» Exercise requirements
Please resume the passage about paying bands with a share of bar sales and the rave scene, picking up right after its final sentence.

» Passage
When obscure bands like the Dirty 30s play a gig, they are often paid a percentage of the bar sales. This time-honoured tradition solves two information problems:
1. The owner of a bar may lack the time or the ability to assess a band's quality. But with a revenue-sharing arrangement, that's not a problem – if the band doesn't fill the dance floor, they don't get paid much.
2. Potential patrons may not know the quality of the band either. They'll be reluctant to pay a fixed cover charge to see a band that might be unlistenable or undancable. It's better to pay no cover and a higher price for drinks – that way, you only pay if the band is worth listening (and drinking) to.
It works until a drug like Ecstasy comes along.
I started thinking about this when watching the movie 24 Hour Party People, which tells (in part) the story of The Hacienda nightclub. Opening in 1982, the club featured performers like New Order and The Smiths. It never made much money, but when Ecstasy hit the scene, it began to lose money in a serious way, because people stopped buying liquor, and started buying from drug dealers circulating in the club – the only ones who made serious money from the operation.
People have now figured out a way to make money from the rave scene: high cover charges and $5 bottles of water. But what about information problems, assessing the quality of unknown bands? Raves don't feature live music. DJs are in the music information business, sorting through obscure new recordings, playing only the most promising musicians.

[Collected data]

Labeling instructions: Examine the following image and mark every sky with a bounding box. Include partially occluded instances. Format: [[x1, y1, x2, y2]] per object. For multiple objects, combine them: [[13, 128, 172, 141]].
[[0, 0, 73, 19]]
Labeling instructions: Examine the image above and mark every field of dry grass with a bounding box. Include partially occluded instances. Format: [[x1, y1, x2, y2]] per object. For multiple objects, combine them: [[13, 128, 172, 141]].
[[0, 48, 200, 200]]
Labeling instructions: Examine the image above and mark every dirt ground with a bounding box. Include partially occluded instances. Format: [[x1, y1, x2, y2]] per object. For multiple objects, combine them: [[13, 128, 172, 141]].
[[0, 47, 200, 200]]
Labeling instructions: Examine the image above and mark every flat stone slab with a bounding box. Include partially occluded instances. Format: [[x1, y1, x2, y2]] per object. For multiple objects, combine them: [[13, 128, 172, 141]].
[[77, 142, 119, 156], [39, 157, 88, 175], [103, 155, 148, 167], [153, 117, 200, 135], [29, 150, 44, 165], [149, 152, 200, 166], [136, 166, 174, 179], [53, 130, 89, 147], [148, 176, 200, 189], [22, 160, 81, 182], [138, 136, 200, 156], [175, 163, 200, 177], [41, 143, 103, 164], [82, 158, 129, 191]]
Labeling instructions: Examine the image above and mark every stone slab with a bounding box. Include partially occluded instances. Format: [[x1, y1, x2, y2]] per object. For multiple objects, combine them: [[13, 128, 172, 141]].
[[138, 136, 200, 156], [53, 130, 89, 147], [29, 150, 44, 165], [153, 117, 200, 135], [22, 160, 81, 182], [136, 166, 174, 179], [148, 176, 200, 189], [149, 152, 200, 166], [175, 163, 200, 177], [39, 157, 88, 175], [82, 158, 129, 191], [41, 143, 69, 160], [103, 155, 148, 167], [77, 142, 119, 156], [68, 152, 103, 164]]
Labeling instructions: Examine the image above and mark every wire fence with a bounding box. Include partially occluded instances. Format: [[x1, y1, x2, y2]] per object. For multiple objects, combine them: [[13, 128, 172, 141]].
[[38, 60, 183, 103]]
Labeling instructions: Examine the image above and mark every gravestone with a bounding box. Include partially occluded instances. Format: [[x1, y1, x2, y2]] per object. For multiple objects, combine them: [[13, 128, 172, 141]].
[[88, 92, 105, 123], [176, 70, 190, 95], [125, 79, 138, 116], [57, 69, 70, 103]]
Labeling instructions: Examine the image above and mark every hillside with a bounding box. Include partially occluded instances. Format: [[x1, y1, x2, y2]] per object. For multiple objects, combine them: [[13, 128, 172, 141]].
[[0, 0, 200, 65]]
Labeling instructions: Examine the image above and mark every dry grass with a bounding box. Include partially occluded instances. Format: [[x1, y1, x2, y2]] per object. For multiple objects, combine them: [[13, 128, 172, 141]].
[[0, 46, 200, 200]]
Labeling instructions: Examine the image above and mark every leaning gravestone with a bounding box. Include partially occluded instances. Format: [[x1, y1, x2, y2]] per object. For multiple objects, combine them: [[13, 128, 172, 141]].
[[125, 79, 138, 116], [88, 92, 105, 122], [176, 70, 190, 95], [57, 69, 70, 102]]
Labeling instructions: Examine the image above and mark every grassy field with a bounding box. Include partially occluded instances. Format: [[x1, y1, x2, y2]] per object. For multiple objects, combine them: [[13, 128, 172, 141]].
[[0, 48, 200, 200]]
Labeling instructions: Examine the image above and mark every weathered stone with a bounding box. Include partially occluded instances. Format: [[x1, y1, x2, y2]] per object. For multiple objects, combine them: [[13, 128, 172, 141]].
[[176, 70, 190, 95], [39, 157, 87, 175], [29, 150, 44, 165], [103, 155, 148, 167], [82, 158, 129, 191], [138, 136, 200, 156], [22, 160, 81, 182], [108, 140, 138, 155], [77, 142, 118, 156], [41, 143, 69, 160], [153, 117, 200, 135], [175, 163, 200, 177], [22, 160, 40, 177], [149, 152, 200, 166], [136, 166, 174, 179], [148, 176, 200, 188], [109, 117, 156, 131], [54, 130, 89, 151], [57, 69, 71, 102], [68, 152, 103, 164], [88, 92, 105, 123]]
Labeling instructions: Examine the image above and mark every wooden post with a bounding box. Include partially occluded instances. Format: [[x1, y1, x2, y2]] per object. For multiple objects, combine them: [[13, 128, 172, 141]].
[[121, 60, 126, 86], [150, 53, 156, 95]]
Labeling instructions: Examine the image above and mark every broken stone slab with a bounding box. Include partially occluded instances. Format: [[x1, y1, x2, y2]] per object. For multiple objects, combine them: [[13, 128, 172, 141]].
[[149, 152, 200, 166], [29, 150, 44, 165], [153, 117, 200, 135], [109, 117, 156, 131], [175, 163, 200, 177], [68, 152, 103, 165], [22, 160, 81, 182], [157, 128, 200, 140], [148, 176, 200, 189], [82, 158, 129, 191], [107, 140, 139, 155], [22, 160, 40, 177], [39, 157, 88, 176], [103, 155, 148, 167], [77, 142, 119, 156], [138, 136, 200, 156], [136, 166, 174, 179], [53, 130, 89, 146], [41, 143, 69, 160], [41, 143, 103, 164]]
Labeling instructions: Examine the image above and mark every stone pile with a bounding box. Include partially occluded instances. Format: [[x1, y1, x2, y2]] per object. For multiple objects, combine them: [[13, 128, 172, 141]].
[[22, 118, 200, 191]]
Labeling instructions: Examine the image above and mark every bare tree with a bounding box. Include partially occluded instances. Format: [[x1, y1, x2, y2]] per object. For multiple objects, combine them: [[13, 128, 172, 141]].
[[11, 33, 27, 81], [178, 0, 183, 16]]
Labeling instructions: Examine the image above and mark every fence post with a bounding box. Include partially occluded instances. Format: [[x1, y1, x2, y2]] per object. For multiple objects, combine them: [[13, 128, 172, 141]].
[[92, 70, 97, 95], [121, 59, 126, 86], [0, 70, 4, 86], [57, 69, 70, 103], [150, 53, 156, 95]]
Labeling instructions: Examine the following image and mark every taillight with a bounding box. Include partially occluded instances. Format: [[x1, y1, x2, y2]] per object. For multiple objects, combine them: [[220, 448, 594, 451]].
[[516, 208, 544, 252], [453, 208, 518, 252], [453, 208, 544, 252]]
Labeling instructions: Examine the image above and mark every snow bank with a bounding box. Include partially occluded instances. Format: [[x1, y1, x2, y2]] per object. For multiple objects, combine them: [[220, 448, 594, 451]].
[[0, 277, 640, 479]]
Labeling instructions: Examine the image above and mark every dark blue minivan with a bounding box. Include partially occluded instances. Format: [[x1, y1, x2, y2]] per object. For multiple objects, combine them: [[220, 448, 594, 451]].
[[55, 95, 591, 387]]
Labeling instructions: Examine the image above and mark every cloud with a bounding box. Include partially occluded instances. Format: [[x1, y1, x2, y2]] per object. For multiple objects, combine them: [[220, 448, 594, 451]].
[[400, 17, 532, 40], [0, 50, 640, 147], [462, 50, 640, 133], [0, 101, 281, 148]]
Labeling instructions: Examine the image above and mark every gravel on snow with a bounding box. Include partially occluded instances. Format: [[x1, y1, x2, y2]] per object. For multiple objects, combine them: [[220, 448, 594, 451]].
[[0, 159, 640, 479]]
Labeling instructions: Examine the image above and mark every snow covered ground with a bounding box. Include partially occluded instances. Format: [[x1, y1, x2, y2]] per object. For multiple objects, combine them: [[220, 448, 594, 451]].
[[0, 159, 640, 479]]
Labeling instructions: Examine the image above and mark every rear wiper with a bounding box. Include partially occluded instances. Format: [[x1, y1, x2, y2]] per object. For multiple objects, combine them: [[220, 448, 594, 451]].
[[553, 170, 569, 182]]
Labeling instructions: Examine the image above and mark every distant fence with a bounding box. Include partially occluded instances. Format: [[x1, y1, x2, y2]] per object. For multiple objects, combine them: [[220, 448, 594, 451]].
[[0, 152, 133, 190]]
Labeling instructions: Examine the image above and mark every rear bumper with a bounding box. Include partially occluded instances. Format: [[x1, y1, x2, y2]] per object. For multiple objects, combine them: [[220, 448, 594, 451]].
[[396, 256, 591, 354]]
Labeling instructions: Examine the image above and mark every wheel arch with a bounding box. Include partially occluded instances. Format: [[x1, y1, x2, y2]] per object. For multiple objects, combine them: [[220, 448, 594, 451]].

» Written reply
The theory that paying musicians through liquor sales solves information problems is simple, but it generates a number of interesting and possibly testable hypotheses. For example, there should be a positive correlation between liquor consumption and entry of new bands into the music business. Britain seems to fit those stylized facts – what about the US and Canada? Is America's high legal drinking age choking off its music industry? Men drink more liquor than women – does this give bands an incentive to cater to male tastes?
And what about other demographics that don't drink a lot of alcohol, for example, pre-teen girls or those for whom cannabis is the drug of choice?
Professional expertise delivers to pre-teens the music they want (or that experts figure will sell). Is there a group aimed for the pre-teen market who wasn't manufactured? According to Wikipedia, the Bay City Rollers weren't, and one could make a case for Justin Bieber, but just about all the others I can think of were, from the Monkees to Britney Spears and Miley Cyrus.
What about marijuana smokers? There's another way new bands can get a break, that is, being bundled with a more successful group. Folks festivals work that way. People are prepared to pay for a ticket in part because they want to see the headliners, and in part because they can work the odds. There's likely to be a band worth seeing somewhere in the line-up. Sometimes bundling arrangements can go wrong, of course – but I'll leave the nominations for worst opening act for the comments.
Sharing alcohol revenues is just one way of solving information problems in the music business. There's many others – American Idol, the internet. And the different ways of solving information problems will have different implications for the costs of entry faced by bands.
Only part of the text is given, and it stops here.